AIM — Format the material starting at the line containing "where the pink" and ending at the line containing "716;0;867;191" as a two-column CSV with the headers text and answer, one row for each text paired with its answer. Put every value in a single quoted field and replace line breaks with spaces.

## Start

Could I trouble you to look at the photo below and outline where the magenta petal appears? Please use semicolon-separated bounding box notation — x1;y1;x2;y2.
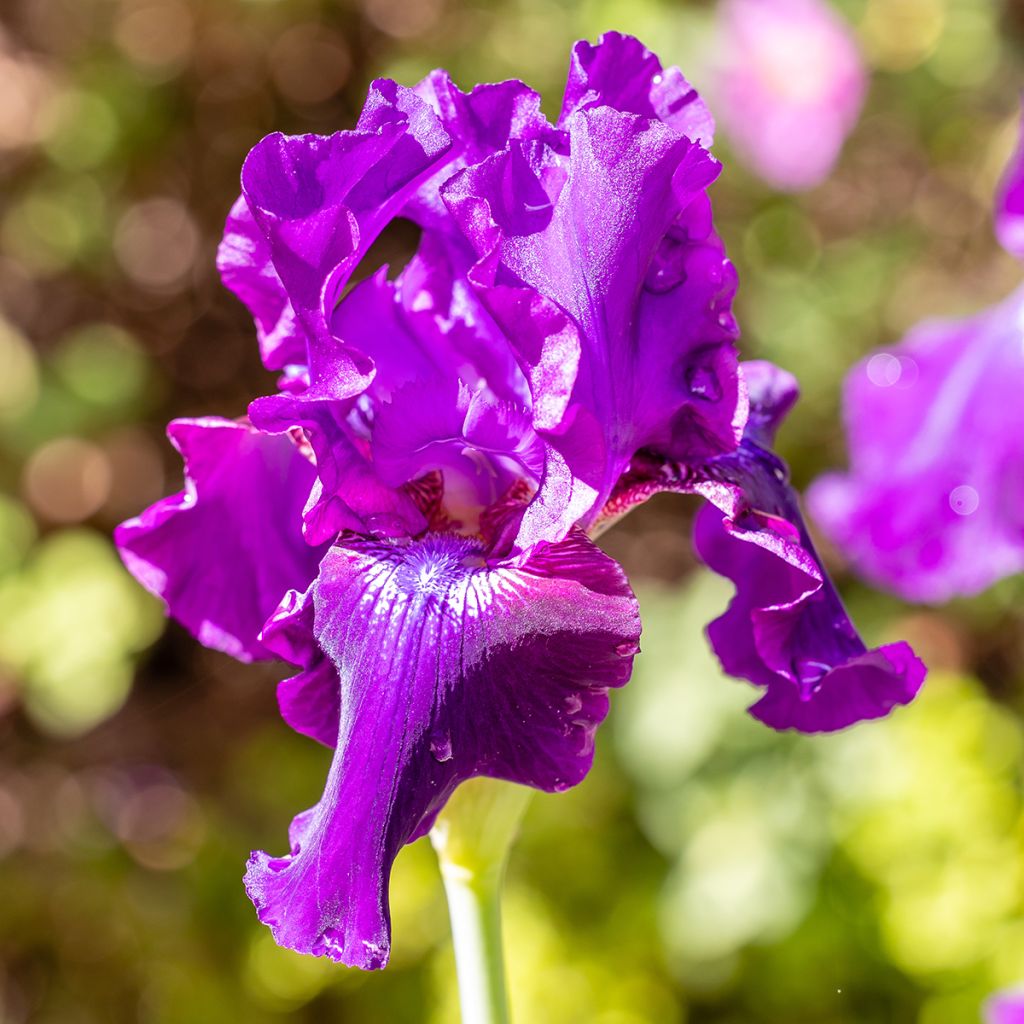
260;590;341;746
242;80;451;396
692;364;926;732
984;988;1024;1024
558;32;715;147
808;289;1024;601
115;417;326;662
402;70;554;232
249;392;426;544
246;534;640;969
217;196;306;370
442;106;745;531
995;107;1024;259
714;0;867;190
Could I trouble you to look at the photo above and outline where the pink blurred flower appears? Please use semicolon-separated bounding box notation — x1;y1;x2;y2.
716;0;867;191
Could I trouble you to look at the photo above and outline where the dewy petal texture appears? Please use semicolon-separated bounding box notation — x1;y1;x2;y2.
984;988;1024;1024
246;534;640;968
714;0;867;190
115;417;326;662
808;288;1024;601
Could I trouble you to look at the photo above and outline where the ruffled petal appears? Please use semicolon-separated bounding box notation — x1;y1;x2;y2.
211;196;306;370
984;987;1024;1024
246;534;640;969
597;362;925;732
558;32;715;147
260;590;341;746
249;391;426;544
995;105;1024;259
402;70;554;232
242;80;451;397
808;289;1024;602
115;417;327;662
442;106;744;532
713;0;867;190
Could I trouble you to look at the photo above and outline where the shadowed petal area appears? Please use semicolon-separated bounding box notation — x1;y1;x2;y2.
239;80;451;397
808;289;1024;602
995;107;1024;259
217;196;306;370
558;32;715;146
713;0;867;190
597;362;925;732
246;534;640;969
115;417;327;662
693;362;926;732
260;590;341;746
984;987;1024;1024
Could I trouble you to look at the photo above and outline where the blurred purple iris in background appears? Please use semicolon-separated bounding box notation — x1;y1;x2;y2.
809;112;1024;601
714;0;867;191
117;34;924;968
984;988;1024;1024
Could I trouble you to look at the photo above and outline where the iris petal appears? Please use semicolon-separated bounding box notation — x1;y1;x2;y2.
115;417;326;662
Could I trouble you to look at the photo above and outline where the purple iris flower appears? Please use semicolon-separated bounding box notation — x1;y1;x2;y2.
715;0;867;191
117;34;924;968
809;114;1024;602
984;988;1024;1024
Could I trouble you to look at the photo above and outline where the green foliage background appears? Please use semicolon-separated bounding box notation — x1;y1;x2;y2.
0;0;1024;1024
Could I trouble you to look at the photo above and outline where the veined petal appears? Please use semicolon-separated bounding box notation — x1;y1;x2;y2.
115;417;327;662
558;32;715;147
808;289;1024;602
246;534;640;969
260;590;341;746
242;80;451;398
249;391;426;544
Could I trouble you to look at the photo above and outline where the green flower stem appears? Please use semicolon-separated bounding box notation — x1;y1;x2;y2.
430;778;530;1024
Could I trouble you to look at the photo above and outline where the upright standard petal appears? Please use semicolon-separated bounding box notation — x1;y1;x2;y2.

## End

RESULT BELOW —
text,answer
"Could I trouble you to look at the photo above and outline where the pink blurred flower appears? Please use semicolon-separated bounding box notation — x1;y1;x2;y2.","716;0;867;191"